> [Exercise details] Update the forum thread on storage backends by giving its text again, starting with "(I'm not the" and going on through "will be retained.", with "ZFS" changed to "Btrfs".

> [Selected passage]
It's kinda why I think something like an exokernel would make more sense than way OSes trying to abstract things to a certain level. We should be trying to build abstractions that can be peeled layer by layer like an onion, not a potato.
Unix files aren't quite an exokernel-style "just securely multiplex the disk" but in some ways they come closer than some other alternatives. No file types, just randomly accessible bytes (well, and an execute bit); no multiple streams; no ISAM, just bytes (except that you do have directories); no insertion (but you do have append and truncate).
You could make them more disk-like by making them fixed-size, with the size specified at creation time, and accessing them in blocks rather than in bytes. Would those be an improvement? I tend to think not. Certainly if those were the semantics provided by the kernel you would want userland filesystem processes to provide appendable files.
Copy-on-write file versioning and cross-file, cross-process transactions, on the other hand, could be real pluses. I'd be okay with those being provided by userland processes rather than the kernel, but I'd sure like to have them.
We're actually facing an issue with our Ceph infrastructure in the 'upgrade' from FileStore to BlueStore: the loss of use of our SSDs.
We created our infrastructure with a bunch of hardware that had HDDs for bulk storage and an SSD for async I/O and intent log stuff.
The problem is that BlueStore does not seem to have any use for off-to-the-side SSDs AFA(we)CT. So we're left with a bunch hardware that may not be as performant under the new BlueStore world order.
The Ceph mailing list consensus seems to be "don't buy SSDs, but rather buy more spindles for more independent OSDs". That's fine for future purchases, but we have a whole bunch of gear designed for the Old Way of doing things. We could leave things be and continue using FileStore, but it seems the Path Forward is BlueStore.
Some of us do not need the speed of an all-SSD setup, but perhaps want something a little faster than only-HDDs. We're playing with benchmarks now to see how much worse the latency is with BlueStore+no-SSD, and whether the latency is good enough for us as-is.
Any new storage design that cannot handle an "hybrid" configuration of combining HDDs and SSDs is silly IMHO.
I joked that we could tie the HDDs together using ZFS zvol, with the SSD as the ZIL, and point the OSD(s) there.
Yes, the confounding factor was/is we are using ceph-ansible with ceph-disk. If we want to upgrade we have to make a whole bunch of inter-related changes.
(I'm not the lead on the project, so no doubt have forgotten some of the exact complications involved. Though it does seem slight strange (IMHO) that you're getting rid of the file system, but still keep the LVM layer.)
I have sympathy with, and am open-minded to, the conclusions of this article - even as a die-hard, true believer in the filesystem (esp. ZFS) as a useful foundational building block.
However, I hope that these conclusions do not lead to the intentional deprecation of support for filesystems in projects like Ceph. If a non-filesystem backing store is superior, then by all means do it, but I hope the ability to deploy a filesystem-backed endpoint will be retained.

> [Given information]
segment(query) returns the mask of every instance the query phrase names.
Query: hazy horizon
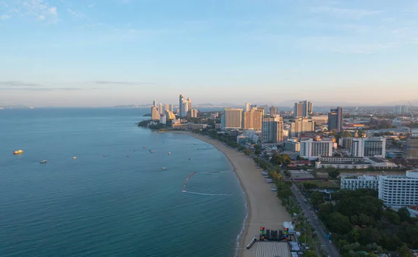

> [The solution]
(I'm not the lead on the project, so no doubt have forgotten some of the exact complications involved. Though it does seem slight strange (IMHO) that you're getting rid of the file system, but still keep the LVM layer.)
I have sympathy with, and am open-minded to, the conclusions of this article - even as a die-hard, true believer in the filesystem (esp. Btrfs) as a useful foundational building block.
However, I hope that these conclusions do not lead to the intentional deprecation of support for filesystems in projects like Ceph. If a non-filesystem backing store is superior, then by all means do it, but I hope the ability to deploy a filesystem-backed endpoint will be retained.